DATA TO PROCESS>
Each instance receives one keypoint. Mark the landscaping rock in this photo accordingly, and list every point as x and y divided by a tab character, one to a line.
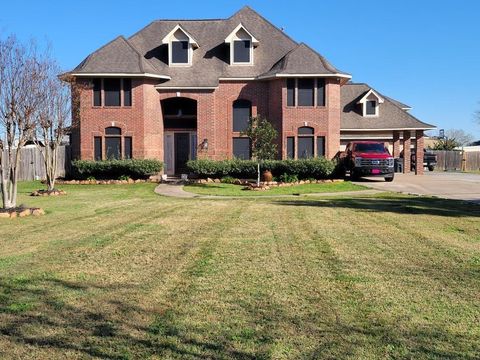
38	212
25	212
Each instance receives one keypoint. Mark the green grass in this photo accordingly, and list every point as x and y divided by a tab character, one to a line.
119	272
219	189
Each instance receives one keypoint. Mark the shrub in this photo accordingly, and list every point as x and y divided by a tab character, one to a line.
114	169
288	178
317	168
228	180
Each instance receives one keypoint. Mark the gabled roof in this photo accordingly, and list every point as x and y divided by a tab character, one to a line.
210	62
365	97
303	60
391	115
230	36
117	57
167	37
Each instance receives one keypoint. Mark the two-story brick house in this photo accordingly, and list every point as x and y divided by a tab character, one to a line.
181	89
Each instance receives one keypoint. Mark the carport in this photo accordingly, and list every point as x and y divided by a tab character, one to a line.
369	115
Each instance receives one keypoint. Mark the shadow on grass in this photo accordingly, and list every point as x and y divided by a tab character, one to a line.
399	205
40	318
33	312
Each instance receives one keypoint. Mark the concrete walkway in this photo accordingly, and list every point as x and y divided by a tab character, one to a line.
177	191
448	185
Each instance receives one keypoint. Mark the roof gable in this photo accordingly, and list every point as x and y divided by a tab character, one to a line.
391	115
303	60
118	56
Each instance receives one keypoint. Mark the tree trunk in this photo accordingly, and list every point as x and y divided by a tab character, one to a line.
258	173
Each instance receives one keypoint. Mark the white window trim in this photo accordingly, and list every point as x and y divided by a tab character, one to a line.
169	39
232	50
232	37
170	53
367	97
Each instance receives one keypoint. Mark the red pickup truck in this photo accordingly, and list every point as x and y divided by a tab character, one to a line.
367	158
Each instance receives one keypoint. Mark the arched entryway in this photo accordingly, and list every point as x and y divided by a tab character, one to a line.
180	133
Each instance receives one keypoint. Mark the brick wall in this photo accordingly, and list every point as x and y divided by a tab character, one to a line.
143	120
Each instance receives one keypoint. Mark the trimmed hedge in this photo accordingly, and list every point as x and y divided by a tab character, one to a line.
317	168
114	169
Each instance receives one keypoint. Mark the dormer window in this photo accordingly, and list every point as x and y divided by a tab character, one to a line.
180	52
241	43
371	107
180	47
370	103
242	52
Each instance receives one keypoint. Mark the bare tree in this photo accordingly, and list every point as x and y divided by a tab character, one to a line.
476	115
459	136
53	119
21	76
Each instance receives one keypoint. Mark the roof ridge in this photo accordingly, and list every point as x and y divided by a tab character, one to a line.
140	57
246	7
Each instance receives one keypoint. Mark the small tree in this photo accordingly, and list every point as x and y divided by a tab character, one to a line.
262	137
53	119
445	144
461	137
21	76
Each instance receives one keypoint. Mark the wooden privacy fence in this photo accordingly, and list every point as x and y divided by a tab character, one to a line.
458	160
32	167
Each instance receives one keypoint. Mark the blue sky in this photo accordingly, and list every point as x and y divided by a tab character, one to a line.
423	53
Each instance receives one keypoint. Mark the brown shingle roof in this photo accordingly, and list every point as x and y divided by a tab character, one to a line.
391	115
211	60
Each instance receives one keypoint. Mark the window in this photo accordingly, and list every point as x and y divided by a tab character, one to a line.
305	130
127	140
97	92
97	145
242	110
127	92
180	52
241	51
305	142
320	146
241	148
113	148
371	107
305	92
111	88
290	92
320	92
290	147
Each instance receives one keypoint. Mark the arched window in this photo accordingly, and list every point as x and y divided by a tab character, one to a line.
242	111
305	142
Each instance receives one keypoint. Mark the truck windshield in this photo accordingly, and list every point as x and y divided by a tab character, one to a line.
370	148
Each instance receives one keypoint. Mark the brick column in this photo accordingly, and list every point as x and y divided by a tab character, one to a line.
396	144
406	151
419	145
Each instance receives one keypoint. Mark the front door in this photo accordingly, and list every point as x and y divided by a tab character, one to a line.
182	151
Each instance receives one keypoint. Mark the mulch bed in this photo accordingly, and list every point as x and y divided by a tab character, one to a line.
20	212
43	192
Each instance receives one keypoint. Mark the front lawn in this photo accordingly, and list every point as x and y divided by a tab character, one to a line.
116	271
220	189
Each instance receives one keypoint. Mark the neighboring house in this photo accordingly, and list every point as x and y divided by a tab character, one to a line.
181	89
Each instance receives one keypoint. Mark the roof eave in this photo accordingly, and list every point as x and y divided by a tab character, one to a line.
313	75
119	74
391	129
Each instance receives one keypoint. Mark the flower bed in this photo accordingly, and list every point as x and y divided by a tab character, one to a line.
54	192
20	212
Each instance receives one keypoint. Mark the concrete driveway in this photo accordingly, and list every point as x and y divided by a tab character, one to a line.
457	186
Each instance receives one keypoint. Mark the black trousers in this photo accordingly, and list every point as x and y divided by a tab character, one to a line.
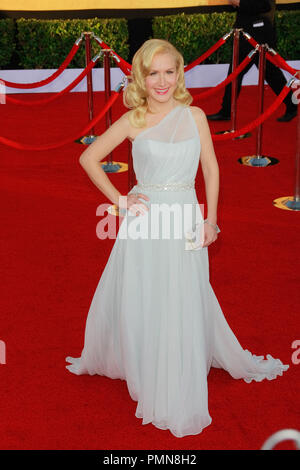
273	76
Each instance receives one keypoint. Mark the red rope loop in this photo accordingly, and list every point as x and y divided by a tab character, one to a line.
250	126
57	95
227	80
52	77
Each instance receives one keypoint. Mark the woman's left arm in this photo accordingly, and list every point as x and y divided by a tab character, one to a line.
209	164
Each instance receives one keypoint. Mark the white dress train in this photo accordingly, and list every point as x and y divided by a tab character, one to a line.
154	320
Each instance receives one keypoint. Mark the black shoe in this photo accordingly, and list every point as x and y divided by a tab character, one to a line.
288	116
220	116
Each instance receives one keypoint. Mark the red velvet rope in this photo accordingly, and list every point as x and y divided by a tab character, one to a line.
57	95
275	59
49	79
227	80
123	65
19	146
205	55
257	121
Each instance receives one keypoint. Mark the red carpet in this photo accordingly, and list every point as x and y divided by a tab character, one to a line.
51	261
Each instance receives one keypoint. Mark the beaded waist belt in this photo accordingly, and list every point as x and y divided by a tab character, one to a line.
167	186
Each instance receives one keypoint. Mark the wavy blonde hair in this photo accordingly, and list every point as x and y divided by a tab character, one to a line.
135	95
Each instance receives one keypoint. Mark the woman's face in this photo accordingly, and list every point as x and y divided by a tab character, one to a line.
162	78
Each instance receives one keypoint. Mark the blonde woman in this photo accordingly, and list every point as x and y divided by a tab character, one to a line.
154	320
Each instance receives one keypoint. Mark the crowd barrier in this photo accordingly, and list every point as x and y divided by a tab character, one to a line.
265	53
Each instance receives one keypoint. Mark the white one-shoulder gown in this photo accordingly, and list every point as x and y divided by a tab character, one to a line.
154	320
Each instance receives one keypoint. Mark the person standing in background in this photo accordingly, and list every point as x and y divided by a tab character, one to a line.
256	17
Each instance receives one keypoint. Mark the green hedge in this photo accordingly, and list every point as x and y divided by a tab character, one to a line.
194	34
39	44
7	41
288	34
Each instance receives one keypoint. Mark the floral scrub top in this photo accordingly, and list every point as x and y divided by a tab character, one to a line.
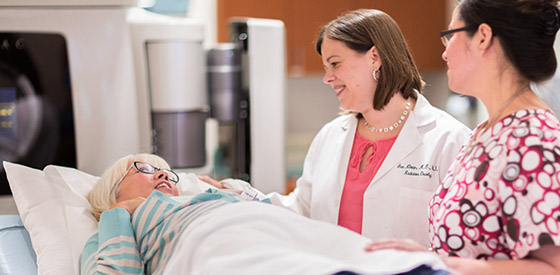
501	196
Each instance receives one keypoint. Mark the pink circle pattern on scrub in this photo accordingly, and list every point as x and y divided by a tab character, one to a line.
505	198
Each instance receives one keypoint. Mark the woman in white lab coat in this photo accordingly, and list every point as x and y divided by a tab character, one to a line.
498	209
373	169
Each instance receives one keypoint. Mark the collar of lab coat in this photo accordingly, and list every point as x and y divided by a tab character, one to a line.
410	137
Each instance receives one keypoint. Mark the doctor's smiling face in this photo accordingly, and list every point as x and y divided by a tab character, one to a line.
349	73
141	178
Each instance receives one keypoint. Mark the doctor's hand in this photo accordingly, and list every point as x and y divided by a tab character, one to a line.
217	184
129	205
211	181
398	244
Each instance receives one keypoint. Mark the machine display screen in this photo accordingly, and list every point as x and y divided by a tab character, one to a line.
8	122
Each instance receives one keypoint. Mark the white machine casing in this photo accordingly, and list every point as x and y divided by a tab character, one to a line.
110	44
267	81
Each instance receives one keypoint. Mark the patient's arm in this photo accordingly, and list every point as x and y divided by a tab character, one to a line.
545	260
113	249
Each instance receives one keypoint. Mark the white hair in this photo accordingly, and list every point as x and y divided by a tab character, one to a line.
103	195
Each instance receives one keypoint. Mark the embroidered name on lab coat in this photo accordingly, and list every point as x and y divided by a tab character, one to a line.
422	170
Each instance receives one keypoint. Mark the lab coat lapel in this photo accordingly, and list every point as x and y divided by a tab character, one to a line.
409	138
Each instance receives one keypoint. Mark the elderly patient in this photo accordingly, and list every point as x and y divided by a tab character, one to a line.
145	227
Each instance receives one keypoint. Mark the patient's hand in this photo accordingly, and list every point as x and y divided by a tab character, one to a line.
217	184
398	244
129	205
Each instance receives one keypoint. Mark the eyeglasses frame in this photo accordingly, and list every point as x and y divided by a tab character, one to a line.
118	183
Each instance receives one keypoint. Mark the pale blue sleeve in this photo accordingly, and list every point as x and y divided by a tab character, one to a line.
113	249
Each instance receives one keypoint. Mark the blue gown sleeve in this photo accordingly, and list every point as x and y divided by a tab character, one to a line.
113	249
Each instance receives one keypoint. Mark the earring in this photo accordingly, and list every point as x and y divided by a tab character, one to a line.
375	74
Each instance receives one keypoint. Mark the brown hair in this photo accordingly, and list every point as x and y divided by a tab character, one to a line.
526	29
361	29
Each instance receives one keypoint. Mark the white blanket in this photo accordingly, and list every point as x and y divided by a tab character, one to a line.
258	238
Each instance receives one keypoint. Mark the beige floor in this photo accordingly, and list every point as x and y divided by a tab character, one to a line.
7	205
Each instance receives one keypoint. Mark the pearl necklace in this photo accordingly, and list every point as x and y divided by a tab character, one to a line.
392	127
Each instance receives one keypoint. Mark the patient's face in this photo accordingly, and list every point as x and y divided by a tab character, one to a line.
138	184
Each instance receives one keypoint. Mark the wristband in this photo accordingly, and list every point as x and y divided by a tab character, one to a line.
248	193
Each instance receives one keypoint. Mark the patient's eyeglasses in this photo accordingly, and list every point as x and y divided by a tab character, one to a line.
147	168
446	35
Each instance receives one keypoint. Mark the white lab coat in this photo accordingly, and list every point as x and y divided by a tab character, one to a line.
396	201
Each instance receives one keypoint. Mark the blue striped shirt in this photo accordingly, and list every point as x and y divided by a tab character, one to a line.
143	243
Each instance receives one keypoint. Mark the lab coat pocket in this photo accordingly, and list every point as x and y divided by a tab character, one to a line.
413	213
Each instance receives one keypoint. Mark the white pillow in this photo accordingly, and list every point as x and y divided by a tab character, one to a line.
55	211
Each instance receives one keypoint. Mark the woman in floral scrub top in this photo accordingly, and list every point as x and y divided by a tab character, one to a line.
498	209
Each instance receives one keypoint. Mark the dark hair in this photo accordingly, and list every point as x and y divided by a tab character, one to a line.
361	29
525	28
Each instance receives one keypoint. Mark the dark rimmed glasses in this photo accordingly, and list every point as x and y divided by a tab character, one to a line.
446	35
147	168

PROBLEM REQUIREMENTS> Exact repetition is required for the lines from the one that contains "Each instance receives one keypoint. Mark the pearl" through the final line; leave out everything else.

REPLY TO THE EXERCISE>
Each instance receives one keypoint. Mark the pearl necklace in this photo accordingly, and list every point as x and y divided by a tab character, one to a line.
392	127
Each instance receives one keypoint. Mark the patient's face in this photo accordingly, and list every point as x and y divided by a tab character, one to a line.
138	184
Each instance receives one keypoint. Mark the wristband in this photo accordingly, and list every point as x and y divided by a tab character, one to a line.
248	193
Each instance receives one keypoint. Mark the patient's eyeglasses in this photo accordingly, and list every point as x and y divided by a tab character, one to a line.
147	168
446	35
Each instance receives one keypoint. Mark the white lab coat in this photo accordingly, and list every point as x and y divided by a tab character, one to a line.
396	201
Each instance receives one keypoint. Mark the blue striped shirt in this photo accordingly, and list every point as x and y divided by a tab character, one to a line.
143	243
Each instance receives one keypoint. Mark the lab coat pocket in this photo accordingly, and list every point as x and y divided by a tab character, one to a line.
413	213
Each instance receives one keypoint. Mark the white pillow in this photo accordingly, and list every point as x and y divided by a tab character, one to a line.
55	211
Each instance receives one keypoint. Mark the woman in floral scrub top in this photo accordingly, and list every point as x and y divided by a tab character, one to a line.
498	209
Each instance receives one keypoint. Mark the dark hair in this photo accordingly, and list every point as x and y divided by a tab character, one to a line.
361	29
525	28
Each instance receives one keypoint. Mark the dark rimmed glasses in this photo accordingly, and list every point as x and y divided by a tab character, one to a line.
446	35
147	168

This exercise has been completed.